— Start of Records shown —
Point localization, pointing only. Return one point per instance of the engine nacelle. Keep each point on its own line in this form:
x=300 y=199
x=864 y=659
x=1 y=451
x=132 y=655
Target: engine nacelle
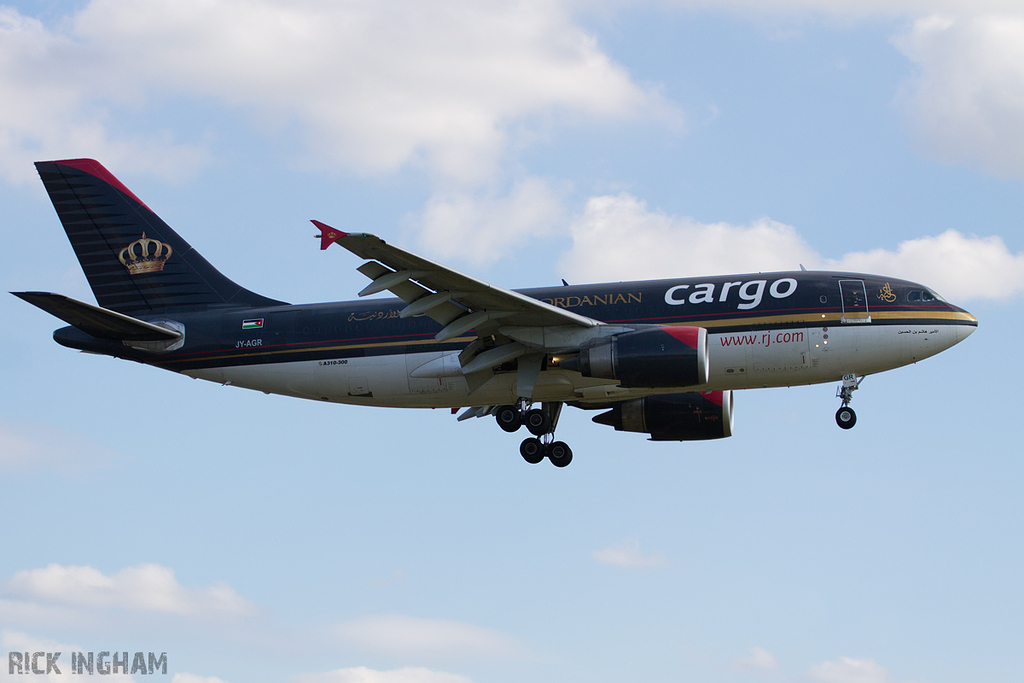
x=654 y=356
x=674 y=417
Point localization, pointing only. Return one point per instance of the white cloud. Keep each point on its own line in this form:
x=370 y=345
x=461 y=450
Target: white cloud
x=52 y=94
x=968 y=100
x=628 y=555
x=850 y=670
x=760 y=660
x=849 y=8
x=374 y=84
x=32 y=449
x=617 y=238
x=364 y=675
x=193 y=678
x=482 y=228
x=958 y=266
x=410 y=636
x=142 y=588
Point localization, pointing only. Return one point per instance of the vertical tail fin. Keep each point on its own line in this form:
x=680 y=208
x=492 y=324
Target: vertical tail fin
x=134 y=262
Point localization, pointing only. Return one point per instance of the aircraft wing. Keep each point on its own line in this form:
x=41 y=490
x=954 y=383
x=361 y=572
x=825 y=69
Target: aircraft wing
x=508 y=326
x=458 y=301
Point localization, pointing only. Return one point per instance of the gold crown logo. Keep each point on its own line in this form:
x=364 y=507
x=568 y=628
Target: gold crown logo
x=145 y=255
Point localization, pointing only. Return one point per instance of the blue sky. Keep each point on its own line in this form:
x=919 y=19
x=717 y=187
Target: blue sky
x=259 y=538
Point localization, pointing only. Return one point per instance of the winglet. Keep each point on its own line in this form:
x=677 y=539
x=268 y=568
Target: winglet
x=328 y=235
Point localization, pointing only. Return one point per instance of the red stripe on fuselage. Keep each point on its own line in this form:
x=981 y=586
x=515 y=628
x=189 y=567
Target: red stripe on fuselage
x=686 y=335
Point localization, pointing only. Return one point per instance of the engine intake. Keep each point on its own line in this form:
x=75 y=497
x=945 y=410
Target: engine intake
x=654 y=356
x=676 y=417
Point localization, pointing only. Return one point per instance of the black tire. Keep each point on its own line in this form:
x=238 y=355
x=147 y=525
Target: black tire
x=538 y=422
x=559 y=454
x=531 y=451
x=508 y=418
x=846 y=418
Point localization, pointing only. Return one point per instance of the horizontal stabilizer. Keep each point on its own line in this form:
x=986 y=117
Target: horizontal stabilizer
x=97 y=322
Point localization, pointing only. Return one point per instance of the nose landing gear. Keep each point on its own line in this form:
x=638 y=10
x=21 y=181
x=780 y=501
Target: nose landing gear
x=541 y=422
x=845 y=417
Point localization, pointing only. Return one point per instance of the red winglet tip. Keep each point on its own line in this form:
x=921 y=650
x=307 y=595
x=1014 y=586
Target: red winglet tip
x=328 y=235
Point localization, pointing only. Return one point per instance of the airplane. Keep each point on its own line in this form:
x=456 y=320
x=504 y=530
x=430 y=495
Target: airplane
x=659 y=357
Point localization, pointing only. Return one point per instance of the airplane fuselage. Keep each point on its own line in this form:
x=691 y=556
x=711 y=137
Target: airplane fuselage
x=764 y=330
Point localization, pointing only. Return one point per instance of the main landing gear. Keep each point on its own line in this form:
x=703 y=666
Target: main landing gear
x=845 y=417
x=541 y=422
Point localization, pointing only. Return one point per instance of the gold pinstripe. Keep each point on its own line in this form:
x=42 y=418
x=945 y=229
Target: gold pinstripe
x=909 y=316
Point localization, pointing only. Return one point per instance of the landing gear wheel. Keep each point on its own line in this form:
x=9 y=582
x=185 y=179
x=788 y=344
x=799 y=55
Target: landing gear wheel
x=531 y=451
x=508 y=418
x=538 y=422
x=559 y=454
x=846 y=418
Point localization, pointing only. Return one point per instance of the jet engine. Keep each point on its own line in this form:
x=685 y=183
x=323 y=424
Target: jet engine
x=653 y=356
x=675 y=417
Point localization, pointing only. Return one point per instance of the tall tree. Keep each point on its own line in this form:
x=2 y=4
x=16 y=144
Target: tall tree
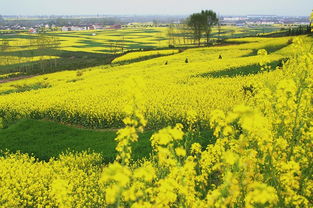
x=195 y=22
x=209 y=20
x=311 y=21
x=202 y=23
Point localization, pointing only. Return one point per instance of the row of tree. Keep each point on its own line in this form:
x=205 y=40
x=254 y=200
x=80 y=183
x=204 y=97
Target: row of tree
x=202 y=23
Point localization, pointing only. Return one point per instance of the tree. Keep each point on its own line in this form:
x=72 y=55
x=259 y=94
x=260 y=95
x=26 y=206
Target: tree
x=202 y=23
x=195 y=22
x=311 y=21
x=209 y=20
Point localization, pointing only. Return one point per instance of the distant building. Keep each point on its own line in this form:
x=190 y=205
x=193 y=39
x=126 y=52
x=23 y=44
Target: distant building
x=32 y=31
x=114 y=27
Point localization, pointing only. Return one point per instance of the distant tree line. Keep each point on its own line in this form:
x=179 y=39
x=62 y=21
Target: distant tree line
x=300 y=30
x=201 y=24
x=193 y=29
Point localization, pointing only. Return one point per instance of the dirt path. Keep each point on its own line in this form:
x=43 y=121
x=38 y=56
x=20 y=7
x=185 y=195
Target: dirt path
x=16 y=78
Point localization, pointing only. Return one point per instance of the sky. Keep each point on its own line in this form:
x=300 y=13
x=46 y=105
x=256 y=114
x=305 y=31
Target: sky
x=155 y=7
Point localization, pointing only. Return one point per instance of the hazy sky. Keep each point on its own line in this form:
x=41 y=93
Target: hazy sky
x=224 y=7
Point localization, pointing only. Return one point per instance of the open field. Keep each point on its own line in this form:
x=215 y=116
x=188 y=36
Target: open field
x=95 y=97
x=227 y=125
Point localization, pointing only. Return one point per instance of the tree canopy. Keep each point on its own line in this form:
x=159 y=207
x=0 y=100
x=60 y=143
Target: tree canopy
x=202 y=23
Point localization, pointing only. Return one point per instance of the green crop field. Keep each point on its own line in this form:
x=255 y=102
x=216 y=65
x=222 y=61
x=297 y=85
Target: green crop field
x=136 y=117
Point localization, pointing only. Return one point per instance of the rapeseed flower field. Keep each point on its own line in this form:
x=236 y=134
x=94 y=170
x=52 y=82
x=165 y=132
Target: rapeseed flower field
x=262 y=156
x=95 y=97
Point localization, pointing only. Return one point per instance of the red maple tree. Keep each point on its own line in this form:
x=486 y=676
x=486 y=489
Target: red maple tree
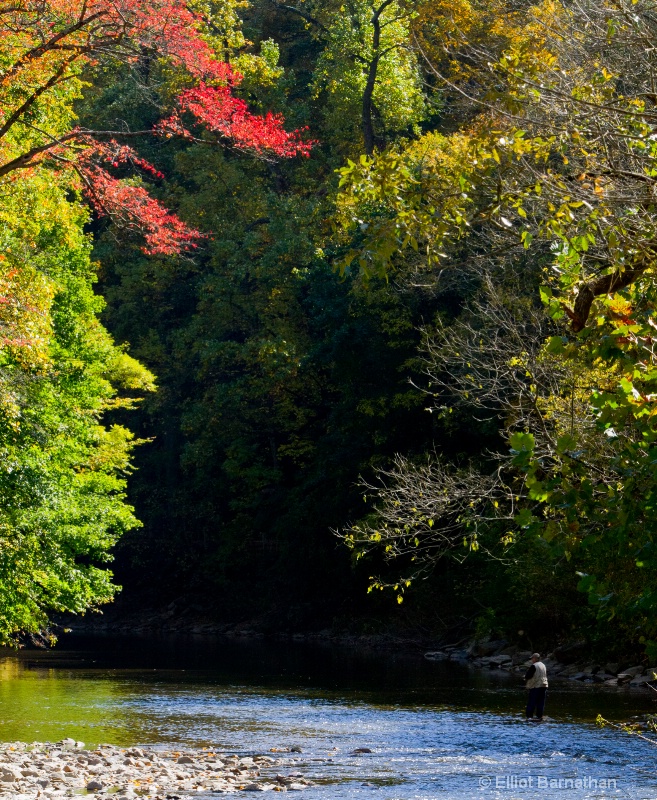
x=46 y=43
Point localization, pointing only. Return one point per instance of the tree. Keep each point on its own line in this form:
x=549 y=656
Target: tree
x=45 y=48
x=555 y=161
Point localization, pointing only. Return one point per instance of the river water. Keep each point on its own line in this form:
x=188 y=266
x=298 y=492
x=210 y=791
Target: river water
— End of Records shown —
Please give all of the material above as a JSON list of strings, one string per line, with blank lines and pictures left out.

*Reply:*
[
  "Point localization, pointing only. Return one point per instance of the engine nacelle. Keep each point on its own line in this form:",
  "x=300 y=199",
  "x=864 y=659",
  "x=1 y=451",
  "x=132 y=655",
  "Target: engine nacelle",
  "x=654 y=356",
  "x=674 y=417",
  "Point localization, pointing only. Return one point per instance of the white cloud. Keep each point on its own line in this form:",
  "x=370 y=345",
  "x=461 y=450",
  "Target: white cloud",
  "x=52 y=94",
  "x=968 y=100",
  "x=628 y=555",
  "x=850 y=670",
  "x=760 y=660",
  "x=849 y=8",
  "x=374 y=84",
  "x=32 y=449",
  "x=617 y=238",
  "x=364 y=675",
  "x=193 y=678",
  "x=482 y=228",
  "x=958 y=266",
  "x=410 y=636",
  "x=142 y=588",
  "Point localization, pointing only. Return one point per instance of the vertical tail fin. Keep each point on its own line in this form:",
  "x=680 y=208",
  "x=492 y=324",
  "Target: vertical tail fin",
  "x=134 y=262",
  "Point localization, pointing only. Return one point per instance of the aircraft wing. Keep each point on its own line in this form:",
  "x=41 y=490",
  "x=954 y=383",
  "x=361 y=572",
  "x=825 y=69",
  "Target: aircraft wing",
  "x=508 y=326",
  "x=458 y=301",
  "Point localization, pointing only. Return one point per instance of the gold crown logo. Keep each point on its own line in this form:",
  "x=364 y=507",
  "x=568 y=628",
  "Target: gold crown logo",
  "x=145 y=255",
  "Point localization, pointing only. Return one point per instance of the blue sky. Keep each point on its own line in this form:",
  "x=919 y=19",
  "x=717 y=187",
  "Target: blue sky",
  "x=259 y=538",
  "Point localization, pointing only. Return one point per instance of the winglet. Keep each point on its own line in this form:",
  "x=677 y=539",
  "x=268 y=568",
  "Target: winglet",
  "x=328 y=235",
  "Point localization, pointing only. Return one point per instance of the red stripe on fuselage. Keep each point on its own line in this form:",
  "x=981 y=586",
  "x=515 y=628",
  "x=189 y=567",
  "Target: red stripe on fuselage",
  "x=686 y=335",
  "Point localization, pointing only. Return one point per instance of the engine intake. Keep each point on its own line in this form:",
  "x=75 y=497",
  "x=945 y=410",
  "Target: engine intake",
  "x=654 y=356",
  "x=676 y=417",
  "Point localization, pointing only. Return one point per instance of the black tire. Keep each point on its own line in this form:",
  "x=238 y=355",
  "x=147 y=525",
  "Target: black tire",
  "x=538 y=422",
  "x=559 y=454",
  "x=531 y=451",
  "x=508 y=418",
  "x=846 y=418",
  "Point localization, pointing only. Return one point per instance of the horizontal stabilizer. Keep each point on its own line in this form:",
  "x=986 y=117",
  "Target: horizontal stabilizer",
  "x=97 y=322",
  "Point localization, pointing only. Return one point per instance of the nose landing gear. Keep each point on its own line in this form:",
  "x=638 y=10",
  "x=21 y=181",
  "x=780 y=501",
  "Target: nose landing gear",
  "x=541 y=422",
  "x=845 y=417",
  "Point localization, pointing only. Return one point per instance of the red winglet tip. Keep each point on its own line in this form:",
  "x=921 y=650",
  "x=307 y=595",
  "x=1014 y=586",
  "Target: red winglet tip",
  "x=328 y=235",
  "Point localization, pointing only. Return one point per instance of the airplane. Keep each point on its own line in this form:",
  "x=456 y=320",
  "x=504 y=530",
  "x=430 y=495",
  "Target: airplane",
  "x=659 y=357",
  "Point localization, pointing only. Return one point per instance of the airplane fuselage. Keep each point on its own line in this form:",
  "x=691 y=556",
  "x=711 y=137",
  "Target: airplane fuselage",
  "x=764 y=330",
  "Point localization, pointing only. Return one point per instance of the main landing gear. Keep each point on its own line in this form:",
  "x=703 y=666",
  "Target: main landing gear",
  "x=845 y=417",
  "x=541 y=422",
  "Point localization, pointing only. Return one point per instance of the gold pinstripe. Keep each point on its own line in this form:",
  "x=42 y=418",
  "x=945 y=229",
  "Target: gold pinstripe",
  "x=909 y=316",
  "Point localization, pointing only. Return one point per instance of the landing gear wheel. Keep each point on its own line in this form:",
  "x=9 y=582",
  "x=185 y=179",
  "x=788 y=344",
  "x=799 y=55",
  "Target: landing gear wheel",
  "x=531 y=451",
  "x=508 y=418",
  "x=538 y=422",
  "x=559 y=454",
  "x=846 y=418",
  "Point localization, pointing only. Return one point per instance of the jet engine. Keep each point on its own line in this form:",
  "x=685 y=183",
  "x=323 y=424",
  "Target: jet engine",
  "x=653 y=356",
  "x=675 y=417",
  "Point localization, pointing only. Return one point per instance of the tall tree. Keep each point on its own line in this form:",
  "x=2 y=4",
  "x=16 y=144",
  "Target: tall tree",
  "x=195 y=22",
  "x=209 y=20",
  "x=311 y=21",
  "x=202 y=23",
  "Point localization, pointing only. Return one point per instance of the row of tree. Keep each point on its own line in this form:",
  "x=205 y=40",
  "x=254 y=200",
  "x=80 y=183",
  "x=204 y=97",
  "Target: row of tree",
  "x=202 y=23",
  "Point localization, pointing only. Return one point per instance of the tree. Keep each point on its own line in this form:",
  "x=72 y=55",
  "x=259 y=94",
  "x=260 y=95",
  "x=26 y=206",
  "Target: tree",
  "x=202 y=23",
  "x=195 y=22",
  "x=311 y=21",
  "x=209 y=20",
  "Point localization, pointing only. Return one point per instance of the distant building. Keep each point on its own line in this form:",
  "x=190 y=205",
  "x=193 y=39",
  "x=126 y=52",
  "x=23 y=44",
  "Target: distant building",
  "x=32 y=31",
  "x=114 y=27",
  "Point localization, pointing only. Return one point per instance of the distant tree line. Keep each point on its own line in this form:",
  "x=179 y=39",
  "x=62 y=21",
  "Target: distant tree line",
  "x=300 y=30",
  "x=201 y=24",
  "x=193 y=29",
  "Point localization, pointing only. Return one point per instance of the dirt path. Keep each point on its own line in this form:",
  "x=43 y=121",
  "x=38 y=56",
  "x=20 y=7",
  "x=185 y=195",
  "Target: dirt path",
  "x=16 y=78",
  "Point localization, pointing only. Return one point per instance of the sky. Keep each point on its own line in this form:",
  "x=300 y=13",
  "x=46 y=105",
  "x=256 y=114",
  "x=305 y=31",
  "Target: sky",
  "x=155 y=7",
  "Point localization, pointing only. Return one point per instance of the hazy sky. Keep each point on its own line in this form:",
  "x=41 y=93",
  "Target: hazy sky",
  "x=224 y=7",
  "Point localization, pointing only. Return one point per instance of the open field. Keep each point on its own line in this form:",
  "x=215 y=116",
  "x=188 y=36",
  "Target: open field",
  "x=95 y=97",
  "x=227 y=125",
  "Point localization, pointing only. Return one point per instance of the tree canopy. Keep each point on its own line in this form:",
  "x=159 y=207",
  "x=0 y=100",
  "x=60 y=143",
  "Target: tree canopy",
  "x=202 y=23",
  "Point localization, pointing only. Return one point per instance of the green crop field. Keep each point on its own line in this form:",
  "x=255 y=102",
  "x=216 y=65",
  "x=222 y=61",
  "x=297 y=85",
  "Target: green crop field",
  "x=136 y=117",
  "Point localization, pointing only. Return one point per instance of the rapeseed flower field. Keep each point on its own line in this form:",
  "x=236 y=134",
  "x=94 y=170",
  "x=52 y=82",
  "x=165 y=132",
  "Target: rapeseed flower field",
  "x=262 y=156",
  "x=95 y=97",
  "Point localization, pointing only. Return one point per instance of the red maple tree. Keep each point on its own line in this form:",
  "x=486 y=676",
  "x=486 y=489",
  "Target: red maple tree",
  "x=46 y=43",
  "Point localization, pointing only. Return one point per instance of the tree. Keep each point on its own line in this form:",
  "x=549 y=656",
  "Target: tree",
  "x=45 y=48",
  "x=555 y=161",
  "Point localization, pointing only. Return one point per instance of the river water. Keep each point on its own line in this form:",
  "x=188 y=266",
  "x=298 y=492",
  "x=210 y=791",
  "Target: river water"
]